> **Problem statement**
All of the entries below are to be copied without any alteration.

====== Given entries

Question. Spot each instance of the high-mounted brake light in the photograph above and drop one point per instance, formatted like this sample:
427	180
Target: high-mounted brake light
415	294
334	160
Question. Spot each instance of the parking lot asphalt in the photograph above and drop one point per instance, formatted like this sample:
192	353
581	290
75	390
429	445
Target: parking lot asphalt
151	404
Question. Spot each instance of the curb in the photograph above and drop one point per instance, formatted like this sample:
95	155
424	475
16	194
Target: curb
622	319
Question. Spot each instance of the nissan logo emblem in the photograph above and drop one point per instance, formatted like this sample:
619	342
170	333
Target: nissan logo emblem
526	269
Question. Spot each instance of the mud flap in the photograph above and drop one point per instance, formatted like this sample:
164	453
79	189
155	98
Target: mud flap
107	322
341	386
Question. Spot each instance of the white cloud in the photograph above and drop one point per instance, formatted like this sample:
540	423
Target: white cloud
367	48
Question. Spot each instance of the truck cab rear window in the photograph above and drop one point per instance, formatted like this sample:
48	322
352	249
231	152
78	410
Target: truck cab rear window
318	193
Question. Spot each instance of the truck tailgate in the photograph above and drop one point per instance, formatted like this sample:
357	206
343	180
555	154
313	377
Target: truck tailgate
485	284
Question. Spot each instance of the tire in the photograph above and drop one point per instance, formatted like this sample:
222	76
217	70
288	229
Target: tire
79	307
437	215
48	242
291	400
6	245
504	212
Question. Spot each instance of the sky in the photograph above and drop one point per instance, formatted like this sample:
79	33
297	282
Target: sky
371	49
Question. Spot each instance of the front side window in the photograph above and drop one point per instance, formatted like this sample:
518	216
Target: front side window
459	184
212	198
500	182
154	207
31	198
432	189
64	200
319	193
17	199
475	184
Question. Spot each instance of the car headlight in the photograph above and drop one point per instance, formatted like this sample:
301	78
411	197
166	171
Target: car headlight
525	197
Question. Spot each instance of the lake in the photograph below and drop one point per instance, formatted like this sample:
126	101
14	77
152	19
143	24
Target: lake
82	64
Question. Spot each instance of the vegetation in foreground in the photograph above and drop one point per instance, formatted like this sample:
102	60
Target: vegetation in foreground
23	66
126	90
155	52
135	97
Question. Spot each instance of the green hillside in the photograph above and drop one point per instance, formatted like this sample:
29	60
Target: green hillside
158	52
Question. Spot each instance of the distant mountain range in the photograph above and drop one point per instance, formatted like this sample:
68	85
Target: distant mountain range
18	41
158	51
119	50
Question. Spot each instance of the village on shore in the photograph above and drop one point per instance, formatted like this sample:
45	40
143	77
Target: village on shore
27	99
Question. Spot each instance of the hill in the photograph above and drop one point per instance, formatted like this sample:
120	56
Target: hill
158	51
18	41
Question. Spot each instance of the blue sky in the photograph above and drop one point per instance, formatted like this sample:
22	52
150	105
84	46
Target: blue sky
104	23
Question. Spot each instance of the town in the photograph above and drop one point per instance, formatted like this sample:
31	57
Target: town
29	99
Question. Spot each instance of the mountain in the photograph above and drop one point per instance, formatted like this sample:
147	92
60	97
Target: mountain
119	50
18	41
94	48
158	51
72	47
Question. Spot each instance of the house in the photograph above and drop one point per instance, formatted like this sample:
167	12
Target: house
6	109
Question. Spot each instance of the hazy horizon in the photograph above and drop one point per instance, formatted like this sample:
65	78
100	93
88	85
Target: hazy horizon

============

> **Response**
Question. Spot each instance of the high-mounted brake light in the photograph above and drop one point per instance, formatted like this sample:
427	180
Target: high-mounted brake light
415	294
334	160
Question. Spot each instance of the parking lot asphalt in the photograph above and drop one point per instance, formatted like this sample:
192	353
581	290
75	390
429	445
Target: parking lot asphalt
151	404
Question. Spot each instance of the curb in the photograph above and drop one point per instance, formatted like this sample:
95	155
424	475
16	194
Target: curb
622	319
Question. Spot each instance of the nissan logo emblem in the photograph above and drop one point per instance, formatted like this sample:
619	342
170	333
Target: nissan logo emblem
526	269
Question. Spot each instance of the mud flap in the photograph above and drop one point per instance, formatted like this sample:
164	453
79	189
155	98
Target: mud flap
107	322
341	386
Question. Spot each instance of the white cloud in the photograph above and drop one point per instance, formatted like this sample:
540	423
Target: white cloud
367	48
Question. Spot each instance of the truck cab rear window in the photograph above and drop one point per instance, formatted like this sample:
48	322
352	249
231	152
78	410
Target: truck cab rear window
318	193
Question. Spot each instance of the truck tailgate in the photograph above and drop one point per instance, formatted like this sample:
357	206
343	180
555	154
313	377
Target: truck tailgate
485	284
Question. Spot each instance of the tire in the photograph above and drop one point per instance, formatted like this sample:
222	76
217	70
288	229
Target: tire
79	307
437	215
48	242
291	400
6	245
504	212
Question. Spot each instance of the sky in the photograph above and drop one point per instance, formatted like this sample:
79	33
297	282
Target: sky
371	49
Question. Spot each instance of the front side window in the photograph above and drop one point per instance, formatted like this sample:
518	216
Target: front side window
459	184
212	198
500	182
154	207
31	198
432	189
64	200
319	193
17	199
475	184
Question. Spot each instance of the car headlight in the photograph above and drop one point per instance, formatted like this sample:
301	78
411	197
166	171
Target: car headlight
525	197
Question. Spot each instance of the lake in the photograph below and drop one point per instance, formatted like this sample:
126	101
14	77
152	19
143	24
Target: lake
82	64
Question. Spot each instance of the vegetation in foreground in the photograph above and drop one point per instance, formatted like this sample:
102	60
Target: vegetation in foreground
23	66
126	90
155	52
135	97
Question. Spot each instance of the green hillside in the photograph above and drop one point per instance, formatted like this sample:
29	60
Target: green hillside
158	52
Question. Spot each instance of the distant mountain range in the photograph above and drop one point per instance, formatted like this sample:
68	85
Target: distant mountain range
18	41
158	51
119	50
Question. Spot each instance of the village on shore in the photograph above and drop one point per instance, formatted like this sample:
45	40
143	77
Target: village on shore
27	99
Question. Spot each instance of the hill in the photograph above and drop one point per instance, formatted like this sample:
120	56
Target: hill
158	51
18	41
Question. Spot each instance of the blue sky in the photograph above and drop one point per instance, formatted like this sample:
22	52
150	105
84	46
Target: blue sky
104	23
Question. Spot each instance of the town in the photograph above and drop one point per instance, formatted like this sample:
31	57
Target: town
29	99
Question. Spot each instance of the mountain in the photograph above and drop one point per instance, formatted like this sample:
147	92
60	97
Target: mountain
119	50
18	41
94	48
158	51
72	47
Question. Spot each instance of the house in the photograph above and drop one point per instance, formatted like this sample:
167	12
Target: house
6	109
Question. Spot each instance of the hazy horizon in the photograph above and drop one point per instance, formatted like this sample:
65	78
100	93
88	85
Target: hazy horizon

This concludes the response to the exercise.